## BEGIN Passage shown
To celebrate the Chinese New Year and Spring Festival, and to kick-off our Eastern Warriors: China theme for February half-term, the Ming sword has been chosen as February’s Object of the Month by Natasha Bennett, Acting Curator of Oriental Collections.

The Ming Sword

This sword is one of the greatest treasures in the Oriental Collection at the Royal Armouries. It is heralded as one of the most beautiful, detailed, and intricate examples of ornate metalwork still in existence from the early Ming period. It is particularly precious because armour and weapons from the time of the Ming dynasty (1368 to 1644) rarely survive. The name ‘Ming’ was adopted as a dynastic title because it means ‘bright’ or ‘shining’, and this stunning sword certainly lives up to that association.

A Sword can mean many things…
Chinese swords tended to fall into two main types; the straight, double-edged jian, and the single-edged dao. By the time of the Ming era, the dao dominated as the practical choice for both military and civilian use, but the more archaic jian retained great significance as a symbolic object. It could be used to demonstrate social and professional rank, respect, power, wealth, favour, and artistic taste. Swords such as this played an important role in courtly culture and diplomacy, helping to forge and even sever links through the processes of gift-giving or intimidation.
This particular sword is clearly a high-status object. The hilt and scabbard are richly ornamented in gold, silver and semi-precious stones. The three-dimensional monster-mask forming the guard is exquisitely worked with its flaming, curling mane and jaws which seem to clamp around the top of the blade. Sinuous, beautifully detailed dragons furl within cartouches on the pommel and scabbard.
At either side of the pommel are the Eight Buddhist Emblems of Good Augury (‘ba jixiang’): the wheel of law, the standard, the treasure jar, the pair of fish, the endless knot, the lotus, the parasol, and the conch shell of victory. The Sanskrit inscription halfway down the scabbard has been translated by specialists in the past as ‘Honorific Sword’ or ‘Precious Sword’; this could be a reference to Buddhist symbolism and the jewels or emblems associated with monarchy.
## END Passage shown
## BEGIN Record list
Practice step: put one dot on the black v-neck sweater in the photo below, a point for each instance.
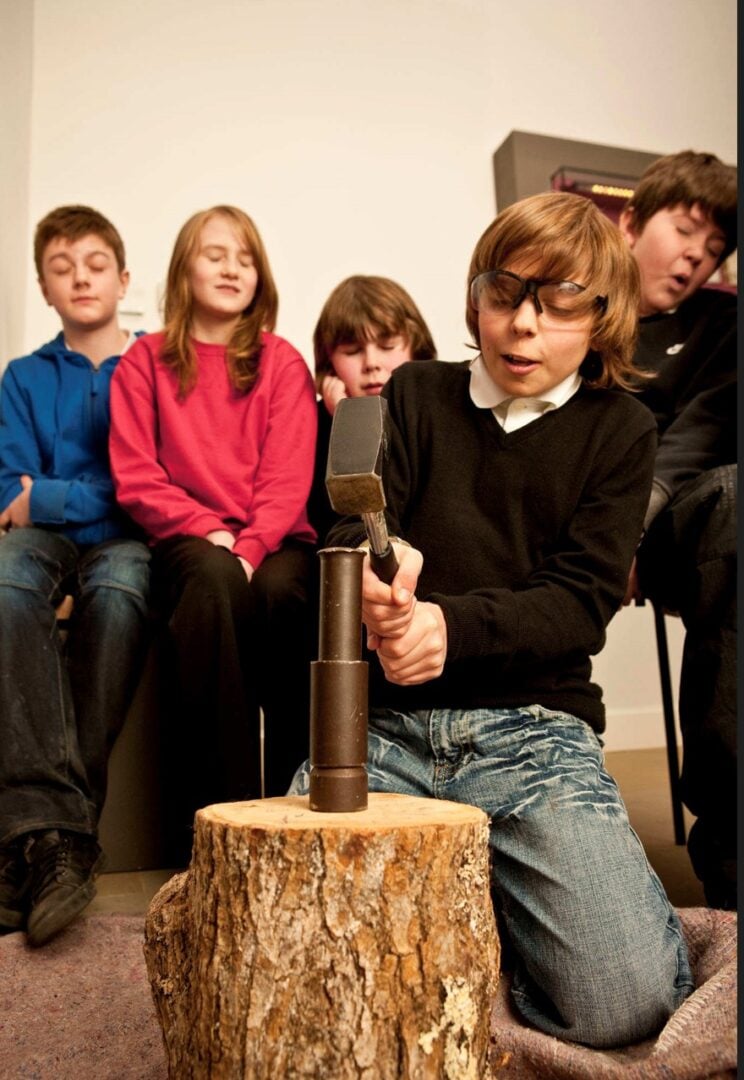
(527, 537)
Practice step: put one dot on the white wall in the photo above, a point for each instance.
(16, 67)
(359, 134)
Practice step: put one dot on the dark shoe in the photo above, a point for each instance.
## END Record list
◆ Stated problem: Write out the passage about the Ming sword above, word for word, between "At either side" and "associated with monarchy.", inclusive.

◆ Written reply:
At either side of the pommel are the Eight Buddhist Emblems of Good Augury (‘ba jixiang’): the wheel of law, the standard, the treasure jar, the pair of fish, the endless knot, the lotus, the parasol, and the conch shell of victory. The Sanskrit inscription halfway down the scabbard has been translated by specialists in the past as ‘Honorific Sword’ or ‘Precious Sword’; this could be a reference to Buddhist symbolism and the jewels or emblems associated with monarchy.